Strain of origin algorithm more accurate
The researchers developed a Strain of Origin (SOO) algorithm to match each genotype to its genome by mutational profile. When compared with mutation clustering, this approach showed a 90% agreement. “SOO represents a more accurate approach to define genotypes as it only takes into consideration the specific mutations of the particular genotypes with little influence from the rest random mutations.”
Using the same approach, they found that three of the top four GISAID clades were descendants of WE1. They estimated that one of three nucleotides in the viral RNA had undergone mutation over the 12 months of the pandemic.
The story of the pandemic
They analyzed the top 100 mutations and generated a lineage-based pedigree chart. This story begins with a putative first case, supposed to be a patient with an ancestral SARS-CoV-2 genotype, and postulated to be present on November 17, 2019. This led to more infections. By January 1, 2020, the Huanan market was locked down, and 19 M type genome samples were documented.
However, the M type had already been incubating in the market for weeks, which accounts for the vast majority of genomes belonging to the M type at this time. With the expansion of the outbreak into Wuhan city at large, the city was locked down on January 23, 2020, with 80% of the viral genomes being of the M type. However, the Spring Festival had already prompted extensive travel to and from Wuhan, leading to the Chinese and then the global outbreak of COVID-19.
By April 7, 2020, more than 80% of cases worldwide were M type, but in September, 70% belonged to WE1, in three clades, namely, GR, G, and GH. The rise in M type continued, making up ~98% of cases by December 25, with almost 90% being caused by WE1 strains.
The importance of the study
The researchers conclude that beginning with a single superspreader incident, the M type exploded over the world, following a few initial weeks when it passed unrecognized and uncontrolled. The M type acquired two concurrent mutations first, with another four defining mutations that led to the emergence of WE1 strains, and finally, another three that led to the WE1.1 strain. The rate of viral evolution, at ~27 substitutions per year, is not unusual, but the mechanism is still unclear.
Of the two new mutant strains attracting much attention, namely, the D614G point mutation and the N501Y mutation in the receptor-binding domain, both in the spike protein, are thought to be highly transmissible compared to the ancestral strain. The former was first documented in Western Europe in February 2020 and now makes up ~90% of strains, while the latter was first found in New York City on April 21, 2020, and makes up only 0.02% of cases.
The researchers caution that this study does not allow neutral mutations to be distinguished from adaptive mutations. However, they say, the genotypes of this virus serve as unique identifiers, helping to trace the transmission pattern of the virus backwards and reveal its pattern of expansion forwards. They point out that their algorithm can help correlate the viral genome to the genotype, if known, very accurately, aligning with its mutation profile. New genotypes can also be incorporated into it as they arise to further improve its performance.
“This study not only provides an unprecedented window into the global transmission trajectory of SARS-CoV-2 in the early phase, but also reveals the subsequent expansion patterns of the pandemic.”
Large-scale genomic sequencing could therefore be very helpful in tracing such patterns in an outbreak caused by a new pathogen, helping to develop rapid countermeasures to contain it in the worst-hit areas.
bioRxiv publishes preliminary scientific reports that are not peer-reviewed and, therefore, should not be regarded as conclusive, guide clinical practice/health-related behavior, or treated as established information.

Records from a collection
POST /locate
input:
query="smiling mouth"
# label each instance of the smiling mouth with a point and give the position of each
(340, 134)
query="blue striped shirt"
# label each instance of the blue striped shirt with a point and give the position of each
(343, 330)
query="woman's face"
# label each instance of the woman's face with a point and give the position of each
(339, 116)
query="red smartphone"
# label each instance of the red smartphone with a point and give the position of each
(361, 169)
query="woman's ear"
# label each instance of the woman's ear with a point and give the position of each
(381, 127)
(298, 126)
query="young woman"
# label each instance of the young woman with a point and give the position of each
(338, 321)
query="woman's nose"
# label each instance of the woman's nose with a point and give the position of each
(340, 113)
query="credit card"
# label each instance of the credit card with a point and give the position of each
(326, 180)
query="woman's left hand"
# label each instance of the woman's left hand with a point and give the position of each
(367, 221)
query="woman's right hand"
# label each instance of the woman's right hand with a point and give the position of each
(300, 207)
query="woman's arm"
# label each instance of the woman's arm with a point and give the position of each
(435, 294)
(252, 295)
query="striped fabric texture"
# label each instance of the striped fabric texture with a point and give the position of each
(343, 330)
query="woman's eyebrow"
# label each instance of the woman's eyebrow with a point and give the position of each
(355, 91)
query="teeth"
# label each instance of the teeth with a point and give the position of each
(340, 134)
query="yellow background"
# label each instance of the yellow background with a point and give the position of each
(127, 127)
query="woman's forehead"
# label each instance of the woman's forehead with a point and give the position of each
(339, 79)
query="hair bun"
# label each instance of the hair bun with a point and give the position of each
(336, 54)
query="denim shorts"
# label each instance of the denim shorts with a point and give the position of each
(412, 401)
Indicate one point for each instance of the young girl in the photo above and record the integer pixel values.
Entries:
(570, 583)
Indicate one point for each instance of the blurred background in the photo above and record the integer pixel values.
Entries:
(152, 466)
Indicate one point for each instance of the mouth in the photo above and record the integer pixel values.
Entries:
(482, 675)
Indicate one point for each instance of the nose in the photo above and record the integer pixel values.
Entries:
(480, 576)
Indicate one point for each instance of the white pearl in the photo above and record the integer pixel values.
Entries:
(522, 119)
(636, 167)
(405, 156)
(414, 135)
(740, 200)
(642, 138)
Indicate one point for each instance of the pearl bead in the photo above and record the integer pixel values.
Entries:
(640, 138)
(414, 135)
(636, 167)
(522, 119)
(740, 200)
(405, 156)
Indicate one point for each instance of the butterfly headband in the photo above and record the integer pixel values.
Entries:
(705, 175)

▶ _WORK ORDER_
In the extract on SARS-CoV-2 genotypes, on what date was Wuhan city locked down? The records aren't needed for this work.

▶ _YOUR RESPONSE_
January 23, 2020.